YOUR OBJECTIVE: Write out the data again exactly, skipping every picture.

(A block of data)
-- begin --
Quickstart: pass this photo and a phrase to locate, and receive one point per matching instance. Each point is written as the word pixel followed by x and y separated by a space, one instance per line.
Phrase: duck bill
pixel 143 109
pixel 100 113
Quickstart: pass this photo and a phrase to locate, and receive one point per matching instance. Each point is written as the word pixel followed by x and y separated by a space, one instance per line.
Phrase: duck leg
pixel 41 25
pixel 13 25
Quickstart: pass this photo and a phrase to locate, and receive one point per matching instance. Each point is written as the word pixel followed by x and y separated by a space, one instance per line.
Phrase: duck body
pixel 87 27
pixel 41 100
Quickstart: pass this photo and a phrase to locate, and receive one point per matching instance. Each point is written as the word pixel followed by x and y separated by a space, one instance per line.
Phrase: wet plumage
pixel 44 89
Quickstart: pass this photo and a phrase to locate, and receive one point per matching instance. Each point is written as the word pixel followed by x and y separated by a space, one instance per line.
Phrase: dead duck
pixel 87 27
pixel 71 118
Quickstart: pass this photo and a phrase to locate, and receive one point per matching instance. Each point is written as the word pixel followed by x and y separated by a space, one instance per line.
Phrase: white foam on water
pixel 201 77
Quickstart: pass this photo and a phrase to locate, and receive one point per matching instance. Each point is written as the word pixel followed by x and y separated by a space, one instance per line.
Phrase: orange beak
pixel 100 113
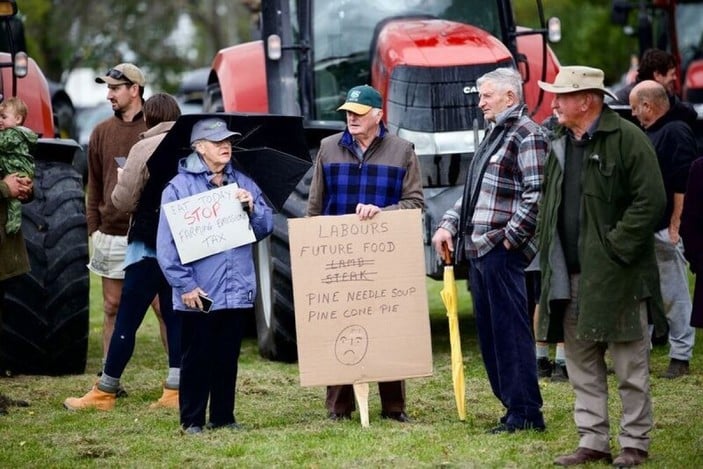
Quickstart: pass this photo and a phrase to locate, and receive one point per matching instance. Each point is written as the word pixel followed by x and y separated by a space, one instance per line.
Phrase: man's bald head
pixel 649 102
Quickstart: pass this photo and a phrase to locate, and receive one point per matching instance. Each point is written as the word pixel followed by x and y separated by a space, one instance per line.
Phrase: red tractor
pixel 424 56
pixel 44 327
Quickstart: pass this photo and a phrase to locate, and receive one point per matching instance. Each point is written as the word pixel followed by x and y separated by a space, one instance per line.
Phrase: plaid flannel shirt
pixel 509 191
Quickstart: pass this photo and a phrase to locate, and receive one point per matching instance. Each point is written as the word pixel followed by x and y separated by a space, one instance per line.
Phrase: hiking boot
pixel 629 457
pixel 168 400
pixel 95 399
pixel 582 455
pixel 677 368
pixel 121 391
pixel 559 374
pixel 544 367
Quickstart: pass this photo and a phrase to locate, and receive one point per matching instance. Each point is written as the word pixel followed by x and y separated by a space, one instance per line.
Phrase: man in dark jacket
pixel 602 198
pixel 496 218
pixel 660 66
pixel 675 145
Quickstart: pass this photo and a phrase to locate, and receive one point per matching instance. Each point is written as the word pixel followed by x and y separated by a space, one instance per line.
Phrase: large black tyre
pixel 275 314
pixel 44 326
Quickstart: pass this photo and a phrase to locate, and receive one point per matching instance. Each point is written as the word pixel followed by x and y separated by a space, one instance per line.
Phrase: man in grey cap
pixel 107 226
pixel 602 198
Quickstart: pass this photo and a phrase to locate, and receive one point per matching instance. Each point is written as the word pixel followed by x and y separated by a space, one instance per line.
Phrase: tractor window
pixel 343 31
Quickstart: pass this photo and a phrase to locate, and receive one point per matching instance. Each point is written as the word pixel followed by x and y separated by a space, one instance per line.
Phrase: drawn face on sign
pixel 351 345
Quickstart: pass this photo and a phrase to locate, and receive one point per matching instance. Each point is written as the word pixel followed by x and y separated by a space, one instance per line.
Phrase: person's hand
pixel 192 298
pixel 366 211
pixel 441 238
pixel 674 234
pixel 20 186
pixel 245 197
-- end --
PROBLEM SOLUTION:
Quickstart: pass this photo and a phrase to locate, and receive one point per matching instance. Each point is written as the word pixel followed by x and y separated by a space, one instance per line.
Phrase: duck bill
pixel 143 109
pixel 100 113
Quickstart: pass this photo and a phrase to locate, and receive one point per matching instance. Each point is written as the word pixel followed by x and y separated by a space, one instance per line.
Phrase: duck leg
pixel 41 25
pixel 13 25
Quickstart: pass this photo and a phrase to locate, and receive one point per matching instance. Each point is written as the word pixel followed by x and y separated by a space, one instance per line.
Phrase: duck body
pixel 87 27
pixel 41 100
Quickstart: pass this photo and a phrase to locate, and receive one point per matching instance. Each point is written as the word pixel followed by x and y separated by a space, one instance per line.
Phrase: wet plumage
pixel 44 89
Quickstart: pass this photo and a phrase to locate, and receive one point per matching instance. Each point is written as the word pixel followed by x and y separated by a space, one instance per line.
Phrase: dead duck
pixel 87 27
pixel 71 118
Quickstart: pass this photo and a phrase to locate, and receive one point per matching instance. Each point is written as the word pixel followed by x and y separated by a space, one instance per line.
Phrase: white foam on water
pixel 201 77
Quickstart: pass this photo and a phrase to locate, and receive one point per matching instance. Each point is written as the word pixel followed by x and y separated by a space, one instance per line.
Phrase: orange beak
pixel 100 113
Quickstart: pass this photo and a phrase to locate, and receive one point per matching instance. Each point is written as the word pixel followed by x and y separated by a space, one instance per line.
Phrase: man's bald head
pixel 649 102
Quickstart: pass this photo and a phrase to locate, and receive one point per matching instance. Each point is written as the word pixel followed by x and y separated by a space, one instance per line.
Phrase: red tractor
pixel 424 56
pixel 44 327
Quickstart: pass this photo and a phrase to locate, and receive one point per matching instance. Each point is written as the word pixel followed by x and y separated by a space, one instance per line.
Phrase: plaid flannel shirt
pixel 509 191
Quickstart: pass this photo and a phrase to locate, and receive one point per matching instance. Each point is written as the word pixel followed by x and y separated by a space, one instance per line.
Phrase: hiking boot
pixel 629 457
pixel 168 400
pixel 95 399
pixel 582 455
pixel 677 368
pixel 121 391
pixel 559 374
pixel 544 367
Quickstart: pass this photo and a phrase to locate, and receive one point per matching instance. Each point is written as the word pixel followed by x and y separated by a space, one instance per line.
Phrase: man in dark jacket
pixel 602 198
pixel 496 218
pixel 660 66
pixel 675 145
Quickstart: pass this photo and a phrase to locate, and receive one point per matching instance. Each point is written as the word pixel followed by x and y separated by a space, one instance per line.
Phrase: large black tyre
pixel 275 314
pixel 44 326
Quickstart: pass this photo and a phrase to locate, and receive one point per matching instance. Each point is written as the word pixel followed by x and y separated by a space, one instance per line.
Phrase: man in grey cap
pixel 107 226
pixel 602 198
Quickstart: pass this photo and a phrase to locate, and receive one point per matching instance. Each point is written as the word pixel followed by x and y separated by a space, one instance per line.
Phrase: tractor window
pixel 343 31
Quickstart: pass this photo and a phrase to locate, and receive one point per matching instance. Each point is written as the word pixel followed by x and y separated by a space, one instance per line.
Phrase: drawn face on sign
pixel 351 345
Quickstart: pass this photo and a phrase to locate, and receive one point per matching instance. Each point is written as the word pixel followed by x and y separated by a space, one instance per line.
Phrase: person's hand
pixel 192 298
pixel 366 211
pixel 441 238
pixel 674 234
pixel 20 186
pixel 245 197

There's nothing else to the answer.